_Referring expression data_.
----------

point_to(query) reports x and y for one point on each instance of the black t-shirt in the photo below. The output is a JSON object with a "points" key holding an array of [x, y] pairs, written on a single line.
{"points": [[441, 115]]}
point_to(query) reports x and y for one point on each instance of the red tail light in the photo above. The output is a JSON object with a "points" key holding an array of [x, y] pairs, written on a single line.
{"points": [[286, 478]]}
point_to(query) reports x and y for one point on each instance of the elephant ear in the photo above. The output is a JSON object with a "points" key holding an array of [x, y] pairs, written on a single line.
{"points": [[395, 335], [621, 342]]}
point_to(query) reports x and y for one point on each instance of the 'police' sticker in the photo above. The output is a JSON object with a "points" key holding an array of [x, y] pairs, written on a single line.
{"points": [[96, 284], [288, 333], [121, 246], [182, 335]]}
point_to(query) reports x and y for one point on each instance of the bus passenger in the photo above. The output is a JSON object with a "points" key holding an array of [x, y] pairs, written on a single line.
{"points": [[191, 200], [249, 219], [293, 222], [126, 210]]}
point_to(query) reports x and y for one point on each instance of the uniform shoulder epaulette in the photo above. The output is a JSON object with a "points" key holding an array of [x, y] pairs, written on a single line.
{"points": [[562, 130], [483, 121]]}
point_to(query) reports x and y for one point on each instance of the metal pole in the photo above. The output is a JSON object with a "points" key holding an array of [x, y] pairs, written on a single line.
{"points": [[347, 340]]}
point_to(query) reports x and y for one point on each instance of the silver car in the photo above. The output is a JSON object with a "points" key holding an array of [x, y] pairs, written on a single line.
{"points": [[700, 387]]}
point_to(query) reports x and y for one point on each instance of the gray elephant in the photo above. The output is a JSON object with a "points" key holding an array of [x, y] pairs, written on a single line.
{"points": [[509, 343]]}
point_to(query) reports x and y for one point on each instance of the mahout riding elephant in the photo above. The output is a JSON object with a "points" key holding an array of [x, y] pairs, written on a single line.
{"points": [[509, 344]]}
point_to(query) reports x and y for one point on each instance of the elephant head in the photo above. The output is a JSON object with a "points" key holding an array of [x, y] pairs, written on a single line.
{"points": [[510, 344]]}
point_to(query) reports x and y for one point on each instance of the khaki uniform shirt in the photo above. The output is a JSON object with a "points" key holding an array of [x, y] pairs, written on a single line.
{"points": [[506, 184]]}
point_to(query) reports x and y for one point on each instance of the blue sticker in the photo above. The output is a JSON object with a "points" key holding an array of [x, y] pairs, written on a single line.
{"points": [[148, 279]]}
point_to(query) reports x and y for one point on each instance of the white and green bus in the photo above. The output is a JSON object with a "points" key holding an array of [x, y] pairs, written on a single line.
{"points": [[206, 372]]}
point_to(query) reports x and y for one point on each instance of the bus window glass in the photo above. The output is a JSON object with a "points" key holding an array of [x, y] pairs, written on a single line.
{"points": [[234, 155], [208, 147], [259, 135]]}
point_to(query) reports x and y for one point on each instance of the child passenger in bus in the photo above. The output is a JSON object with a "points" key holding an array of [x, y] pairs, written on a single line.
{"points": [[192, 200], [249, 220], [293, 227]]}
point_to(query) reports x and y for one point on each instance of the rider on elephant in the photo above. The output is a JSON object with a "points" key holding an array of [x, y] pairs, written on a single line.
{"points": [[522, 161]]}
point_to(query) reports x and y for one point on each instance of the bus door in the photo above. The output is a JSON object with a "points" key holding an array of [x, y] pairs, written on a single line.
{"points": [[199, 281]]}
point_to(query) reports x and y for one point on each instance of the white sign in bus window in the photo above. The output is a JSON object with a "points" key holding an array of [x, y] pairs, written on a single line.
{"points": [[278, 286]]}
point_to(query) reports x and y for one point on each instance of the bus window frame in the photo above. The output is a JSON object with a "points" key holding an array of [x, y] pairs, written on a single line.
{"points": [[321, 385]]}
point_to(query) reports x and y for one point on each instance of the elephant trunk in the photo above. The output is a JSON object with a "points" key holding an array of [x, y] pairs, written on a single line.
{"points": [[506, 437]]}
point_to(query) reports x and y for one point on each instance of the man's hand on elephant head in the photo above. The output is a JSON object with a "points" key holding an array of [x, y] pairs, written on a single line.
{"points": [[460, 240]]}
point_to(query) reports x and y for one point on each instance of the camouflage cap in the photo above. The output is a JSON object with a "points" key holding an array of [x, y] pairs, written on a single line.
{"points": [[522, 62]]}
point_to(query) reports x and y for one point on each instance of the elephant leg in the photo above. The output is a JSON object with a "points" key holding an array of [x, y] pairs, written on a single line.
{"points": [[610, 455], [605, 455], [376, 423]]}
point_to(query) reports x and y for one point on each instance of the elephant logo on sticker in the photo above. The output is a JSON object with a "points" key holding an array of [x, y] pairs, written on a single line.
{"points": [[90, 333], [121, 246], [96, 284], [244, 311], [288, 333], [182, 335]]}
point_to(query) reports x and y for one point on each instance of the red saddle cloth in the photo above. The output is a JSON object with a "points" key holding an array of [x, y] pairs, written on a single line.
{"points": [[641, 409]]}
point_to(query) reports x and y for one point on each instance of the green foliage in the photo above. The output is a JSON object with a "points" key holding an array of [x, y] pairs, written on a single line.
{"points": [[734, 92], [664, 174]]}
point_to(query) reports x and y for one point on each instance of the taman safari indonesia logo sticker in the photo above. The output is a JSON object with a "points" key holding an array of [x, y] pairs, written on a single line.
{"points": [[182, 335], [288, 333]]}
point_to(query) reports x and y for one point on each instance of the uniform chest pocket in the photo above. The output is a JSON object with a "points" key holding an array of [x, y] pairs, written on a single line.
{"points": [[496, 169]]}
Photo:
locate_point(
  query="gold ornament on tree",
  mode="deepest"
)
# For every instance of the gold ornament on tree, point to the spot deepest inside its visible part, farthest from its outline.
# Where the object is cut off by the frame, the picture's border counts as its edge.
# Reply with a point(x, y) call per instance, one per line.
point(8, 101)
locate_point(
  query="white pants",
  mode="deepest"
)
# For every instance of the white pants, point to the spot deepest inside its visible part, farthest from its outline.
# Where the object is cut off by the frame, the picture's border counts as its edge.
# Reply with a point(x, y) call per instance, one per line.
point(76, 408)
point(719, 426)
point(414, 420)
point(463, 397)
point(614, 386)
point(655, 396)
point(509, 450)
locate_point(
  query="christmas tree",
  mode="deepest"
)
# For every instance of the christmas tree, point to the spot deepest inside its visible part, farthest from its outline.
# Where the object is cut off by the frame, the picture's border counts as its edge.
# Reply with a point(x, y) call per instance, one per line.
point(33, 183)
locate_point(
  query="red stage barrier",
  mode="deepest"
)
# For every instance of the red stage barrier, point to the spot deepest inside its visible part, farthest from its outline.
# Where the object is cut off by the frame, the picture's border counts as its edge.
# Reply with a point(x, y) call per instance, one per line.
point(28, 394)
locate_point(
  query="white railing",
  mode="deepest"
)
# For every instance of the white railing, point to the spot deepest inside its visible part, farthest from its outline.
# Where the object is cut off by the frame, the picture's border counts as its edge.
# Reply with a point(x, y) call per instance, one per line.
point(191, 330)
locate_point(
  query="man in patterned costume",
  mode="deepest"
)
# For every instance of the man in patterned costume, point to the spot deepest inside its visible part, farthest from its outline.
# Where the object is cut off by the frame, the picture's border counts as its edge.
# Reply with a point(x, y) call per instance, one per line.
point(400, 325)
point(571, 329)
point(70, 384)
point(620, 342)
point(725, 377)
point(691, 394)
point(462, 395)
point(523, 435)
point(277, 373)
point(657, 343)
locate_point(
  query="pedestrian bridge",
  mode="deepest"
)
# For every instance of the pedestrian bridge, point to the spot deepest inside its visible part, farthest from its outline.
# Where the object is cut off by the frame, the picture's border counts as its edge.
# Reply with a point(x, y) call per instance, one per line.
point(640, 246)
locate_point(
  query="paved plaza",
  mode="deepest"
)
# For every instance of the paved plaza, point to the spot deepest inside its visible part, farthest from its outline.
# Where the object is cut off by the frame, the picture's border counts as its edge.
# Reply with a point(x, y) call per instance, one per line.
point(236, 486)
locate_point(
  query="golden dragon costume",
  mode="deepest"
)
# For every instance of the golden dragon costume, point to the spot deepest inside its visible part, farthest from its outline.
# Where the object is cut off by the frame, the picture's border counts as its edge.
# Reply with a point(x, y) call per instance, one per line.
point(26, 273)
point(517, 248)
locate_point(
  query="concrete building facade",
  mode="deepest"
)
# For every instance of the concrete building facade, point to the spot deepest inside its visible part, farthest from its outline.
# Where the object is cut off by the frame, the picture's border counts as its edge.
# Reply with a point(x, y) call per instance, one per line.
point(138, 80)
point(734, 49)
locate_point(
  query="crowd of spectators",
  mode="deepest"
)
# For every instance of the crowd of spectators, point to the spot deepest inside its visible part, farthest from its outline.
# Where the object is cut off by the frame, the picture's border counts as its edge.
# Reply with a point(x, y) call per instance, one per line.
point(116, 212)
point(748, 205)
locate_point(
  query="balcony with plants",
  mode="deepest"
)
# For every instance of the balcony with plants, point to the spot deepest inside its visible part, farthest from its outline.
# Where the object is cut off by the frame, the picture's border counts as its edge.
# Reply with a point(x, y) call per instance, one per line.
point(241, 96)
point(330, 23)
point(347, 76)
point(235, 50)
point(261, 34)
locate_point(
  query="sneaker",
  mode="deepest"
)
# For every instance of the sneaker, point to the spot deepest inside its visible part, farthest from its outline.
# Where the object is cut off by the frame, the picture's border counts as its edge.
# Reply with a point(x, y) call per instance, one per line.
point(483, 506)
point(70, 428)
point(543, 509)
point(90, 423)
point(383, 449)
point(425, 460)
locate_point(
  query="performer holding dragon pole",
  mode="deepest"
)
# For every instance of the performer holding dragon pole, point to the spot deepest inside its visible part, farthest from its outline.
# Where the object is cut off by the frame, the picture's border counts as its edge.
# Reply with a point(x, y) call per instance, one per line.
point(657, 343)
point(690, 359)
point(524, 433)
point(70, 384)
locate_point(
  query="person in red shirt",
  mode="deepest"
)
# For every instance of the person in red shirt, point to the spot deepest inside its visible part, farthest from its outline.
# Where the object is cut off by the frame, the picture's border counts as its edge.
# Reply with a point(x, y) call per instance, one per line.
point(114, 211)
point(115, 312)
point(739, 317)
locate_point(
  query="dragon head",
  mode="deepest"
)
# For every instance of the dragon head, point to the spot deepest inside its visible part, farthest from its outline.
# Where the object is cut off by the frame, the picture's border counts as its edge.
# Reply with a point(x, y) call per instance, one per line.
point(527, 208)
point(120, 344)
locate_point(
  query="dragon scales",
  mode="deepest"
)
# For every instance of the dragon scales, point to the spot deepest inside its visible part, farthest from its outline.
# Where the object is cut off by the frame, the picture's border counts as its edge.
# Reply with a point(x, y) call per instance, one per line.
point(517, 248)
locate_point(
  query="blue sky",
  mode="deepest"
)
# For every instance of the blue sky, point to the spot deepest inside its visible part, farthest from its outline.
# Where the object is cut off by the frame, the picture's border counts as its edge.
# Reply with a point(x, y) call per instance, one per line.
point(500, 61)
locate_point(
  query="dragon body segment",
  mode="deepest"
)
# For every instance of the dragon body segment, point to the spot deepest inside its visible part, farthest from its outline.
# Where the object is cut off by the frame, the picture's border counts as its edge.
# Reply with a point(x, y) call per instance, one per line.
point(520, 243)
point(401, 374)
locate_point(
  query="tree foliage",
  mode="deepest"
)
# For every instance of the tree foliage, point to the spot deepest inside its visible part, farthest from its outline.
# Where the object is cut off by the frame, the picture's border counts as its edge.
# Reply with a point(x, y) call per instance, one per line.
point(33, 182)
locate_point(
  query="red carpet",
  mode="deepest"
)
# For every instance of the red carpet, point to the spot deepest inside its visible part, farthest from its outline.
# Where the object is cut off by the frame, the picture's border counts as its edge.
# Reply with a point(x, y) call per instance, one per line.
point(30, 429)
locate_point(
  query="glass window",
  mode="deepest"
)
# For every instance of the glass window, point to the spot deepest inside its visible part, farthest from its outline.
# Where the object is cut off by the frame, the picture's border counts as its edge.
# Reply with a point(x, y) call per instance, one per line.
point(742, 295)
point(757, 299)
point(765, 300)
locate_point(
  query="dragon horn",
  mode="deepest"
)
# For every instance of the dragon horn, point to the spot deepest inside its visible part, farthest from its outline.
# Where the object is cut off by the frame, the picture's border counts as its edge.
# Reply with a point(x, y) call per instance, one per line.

----------

_Task description_.
Only lines holding the word "dragon" belong in the answer; copy all of them from the records.

_Response_.
  query="golden dragon costume",
# For every instance of the golden dragon costume, point to the spot deepest inside its visible part, farthest from its outline.
  query="performer holding dragon pole",
# For every instance of the performer holding dragon pole, point to the spot deepest inside its visible part, farthest from its outline.
  query="dragon head",
# For every instance of the dragon head, point to the spot deepest inside its visible part, farthest from its outline.
  query="dragon scales",
# For every instance of the dragon scales, point to the spot deepest inside its visible part, farthest from its outline.
  query="dragon body segment",
# For every instance of the dragon body segment, point to the spot deepest inside its visible part, farthest from its outline.
  query="dragon horn",
# For every instance of the dragon horn, point to the spot deepest inside its visible part, farthest from its outline.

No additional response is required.